● **Given task**
Filter the records below for the string "fluffy" and copy every line that contains it.

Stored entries
>>>

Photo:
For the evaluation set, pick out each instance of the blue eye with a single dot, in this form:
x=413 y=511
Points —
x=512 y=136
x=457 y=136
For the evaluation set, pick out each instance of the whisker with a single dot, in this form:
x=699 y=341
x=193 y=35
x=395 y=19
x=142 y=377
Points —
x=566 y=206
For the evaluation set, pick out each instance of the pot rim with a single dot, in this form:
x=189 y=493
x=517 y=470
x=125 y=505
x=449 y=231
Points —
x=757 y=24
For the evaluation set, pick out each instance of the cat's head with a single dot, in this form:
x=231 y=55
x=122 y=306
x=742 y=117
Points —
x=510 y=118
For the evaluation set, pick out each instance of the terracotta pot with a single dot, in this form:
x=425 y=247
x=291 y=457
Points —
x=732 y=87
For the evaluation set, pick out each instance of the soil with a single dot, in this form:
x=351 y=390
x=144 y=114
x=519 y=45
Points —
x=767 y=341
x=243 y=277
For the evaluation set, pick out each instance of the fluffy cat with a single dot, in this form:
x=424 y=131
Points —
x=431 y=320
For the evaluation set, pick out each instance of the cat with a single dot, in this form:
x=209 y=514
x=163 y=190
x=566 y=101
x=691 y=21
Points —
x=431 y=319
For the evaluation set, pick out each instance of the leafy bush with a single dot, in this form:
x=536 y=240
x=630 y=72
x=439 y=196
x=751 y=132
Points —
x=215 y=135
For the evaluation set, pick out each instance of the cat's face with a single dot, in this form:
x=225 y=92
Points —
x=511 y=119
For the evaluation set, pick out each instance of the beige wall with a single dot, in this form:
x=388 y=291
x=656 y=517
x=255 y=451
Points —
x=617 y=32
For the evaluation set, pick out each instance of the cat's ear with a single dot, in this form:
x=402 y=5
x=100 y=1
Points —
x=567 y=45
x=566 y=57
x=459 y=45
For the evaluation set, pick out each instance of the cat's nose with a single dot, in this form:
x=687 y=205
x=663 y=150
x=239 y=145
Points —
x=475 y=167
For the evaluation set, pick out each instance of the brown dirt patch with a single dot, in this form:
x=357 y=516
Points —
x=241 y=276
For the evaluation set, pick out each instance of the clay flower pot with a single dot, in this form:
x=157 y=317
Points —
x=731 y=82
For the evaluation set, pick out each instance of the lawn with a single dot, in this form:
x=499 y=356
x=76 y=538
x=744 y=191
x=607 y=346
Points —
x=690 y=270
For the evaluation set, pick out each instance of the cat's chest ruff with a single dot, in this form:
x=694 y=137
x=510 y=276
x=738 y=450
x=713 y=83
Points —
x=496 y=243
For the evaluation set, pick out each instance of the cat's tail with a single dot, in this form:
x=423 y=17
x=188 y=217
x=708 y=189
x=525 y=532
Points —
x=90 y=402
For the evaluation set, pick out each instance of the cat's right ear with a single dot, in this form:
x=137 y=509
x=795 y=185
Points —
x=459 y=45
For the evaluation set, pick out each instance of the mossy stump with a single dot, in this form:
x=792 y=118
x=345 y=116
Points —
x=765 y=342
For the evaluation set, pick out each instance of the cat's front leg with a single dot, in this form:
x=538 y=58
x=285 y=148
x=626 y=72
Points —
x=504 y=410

<<<
>>>

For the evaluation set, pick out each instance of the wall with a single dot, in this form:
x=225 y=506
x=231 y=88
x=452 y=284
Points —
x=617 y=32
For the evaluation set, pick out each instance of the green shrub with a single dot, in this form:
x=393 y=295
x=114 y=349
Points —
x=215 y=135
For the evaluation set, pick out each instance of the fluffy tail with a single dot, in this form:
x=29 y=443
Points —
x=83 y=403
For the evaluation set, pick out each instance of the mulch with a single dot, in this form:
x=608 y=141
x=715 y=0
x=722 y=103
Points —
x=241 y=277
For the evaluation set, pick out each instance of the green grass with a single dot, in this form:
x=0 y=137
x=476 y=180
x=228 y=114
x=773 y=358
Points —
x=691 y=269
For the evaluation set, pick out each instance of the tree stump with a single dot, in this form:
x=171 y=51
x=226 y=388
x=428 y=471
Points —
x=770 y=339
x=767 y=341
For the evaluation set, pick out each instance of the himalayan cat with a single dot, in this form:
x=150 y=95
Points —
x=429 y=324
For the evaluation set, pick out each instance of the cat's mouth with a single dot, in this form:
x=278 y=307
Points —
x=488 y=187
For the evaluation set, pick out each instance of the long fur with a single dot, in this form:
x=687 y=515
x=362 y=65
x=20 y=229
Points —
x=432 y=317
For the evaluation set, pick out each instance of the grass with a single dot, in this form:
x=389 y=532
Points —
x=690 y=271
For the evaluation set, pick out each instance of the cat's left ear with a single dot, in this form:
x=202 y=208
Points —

<<<

● **Result**
For the evaluation set, pick out each instance of the fluffy cat with a single dot, in this form:
For the evaluation set, pick out each instance of the fluffy tail with a single dot, in this form:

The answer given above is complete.